▶ **Fragmento de texto**

=-=-=-=-=

La sinfonía de los mares
La Telaraña en El Mundo.
Mi actividad marinera se reduce a unos cuantos madrugones veraniegos
para embarcar en un llaüt de madera y dejar, estoicamente, que las horas, el
sol, la sal y el hastío me vencieran. Con todo, era divertido bajar a la playa
y encontrar en la arena los restos etílicos, convulsos, hermosísimos, de algún
naufragio: las mujeres rubias, morenas, blancas, negras, mulatas, a cuadros,
rombos, a rayas, corriendo entre risas en busca de sus minúsculos bikinis y los
hombres mirándose absortos en la superficie rizada del mar como en sí mismos.
La verdad es que los peces, por lo general, nunca mostraron demasiado interés
por mis anzuelos al volantí y aunque
podría decirse, sin mentir, que casi me especialicé en llevármelos a casa pillándolos
por la cola no es esa, desde luego, la mejor manera de honrar el noble arte de
la pesca, en absoluto.
Mi actividad marinera se reduce, también, a bastantes viajes
en barcos de la compañía Transmediterránea entre Palma y Valencia, noches o
días enteros, según fuera o volviera, que pasaban lentísimos en cascarones con
nombres tan característicos como Ciudad de Burgos (o de Badajoz, Sevilla, Salamanca
o Toledo: ya no lo recuerdo) sin más camarote que unas butacas de plástico
pegajosas ni más compañía que algún amigo tumbado, como yo, entre los vómitos,
los paquetes de comida y las maletas de familias enteras con niños llorando,
con adolescentes con cara de aburridos y abrumados, con viejos (y no tan
viejos) liándose sus propios cigarrillos como hacen ahora los pocos fumadores
que uno se sigue encontrando aún en las esquinas de algunos hospitales, en las
terrazas de los bares, en las jaulas de algún aeropuerto más o menos exótico
donde la gente deambula como si fuera a alguna parte.

=-=-=-=-=

▶ **Ejercicios para completar**
**a)** Según el texto, ¿entre qué dos ciudades se hacían los viajes en barcos de la compañía Transmediterránea?
**b)** Por favor, actualiza el texto desde "Mi actividad marinera se reduce a" hasta "en sí mismos.", cambiando "hastío" por "cansancio".
Las líneas no guardan relación con el texto.

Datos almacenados
=-=-=-=-=

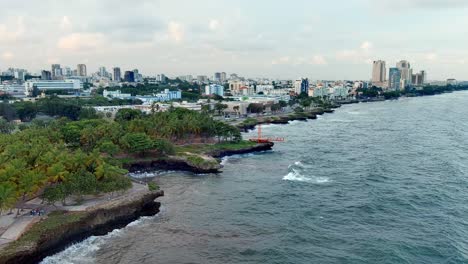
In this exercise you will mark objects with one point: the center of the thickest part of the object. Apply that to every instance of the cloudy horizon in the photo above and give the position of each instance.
(331, 40)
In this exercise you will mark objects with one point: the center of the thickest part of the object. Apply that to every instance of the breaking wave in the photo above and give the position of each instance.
(296, 172)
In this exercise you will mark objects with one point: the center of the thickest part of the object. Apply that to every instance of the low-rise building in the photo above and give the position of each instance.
(214, 89)
(52, 85)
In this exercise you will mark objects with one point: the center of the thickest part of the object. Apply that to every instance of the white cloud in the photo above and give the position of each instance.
(10, 33)
(175, 31)
(366, 45)
(81, 42)
(214, 24)
(318, 60)
(7, 55)
(65, 23)
(282, 60)
(431, 56)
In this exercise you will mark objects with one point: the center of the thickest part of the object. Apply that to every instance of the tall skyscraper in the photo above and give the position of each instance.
(117, 74)
(419, 78)
(379, 72)
(406, 71)
(394, 79)
(81, 69)
(56, 71)
(102, 71)
(217, 77)
(46, 75)
(129, 76)
(67, 71)
(223, 77)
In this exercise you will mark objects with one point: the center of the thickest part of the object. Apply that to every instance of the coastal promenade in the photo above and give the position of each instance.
(13, 227)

=-=-=-=-=

▶ **Respuestas de ejercicios**
**a)** Entre Palma y Valencia.

**b)**
Mi actividad marinera se reduce a unos cuantos madrugones veraniegos
para embarcar en un llaüt de madera y dejar, estoicamente, que las horas, el
sol, la sal y el cansancio me vencieran. Con todo, era divertido bajar a la playa
y encontrar en la arena los restos etílicos, convulsos, hermosísimos, de algún
naufragio: las mujeres rubias, morenas, blancas, negras, mulatas, a cuadros,
rombos, a rayas, corriendo entre risas en busca de sus minúsculos bikinis y los
hombres mirándose absortos en la superficie rizada del mar como en sí mismos.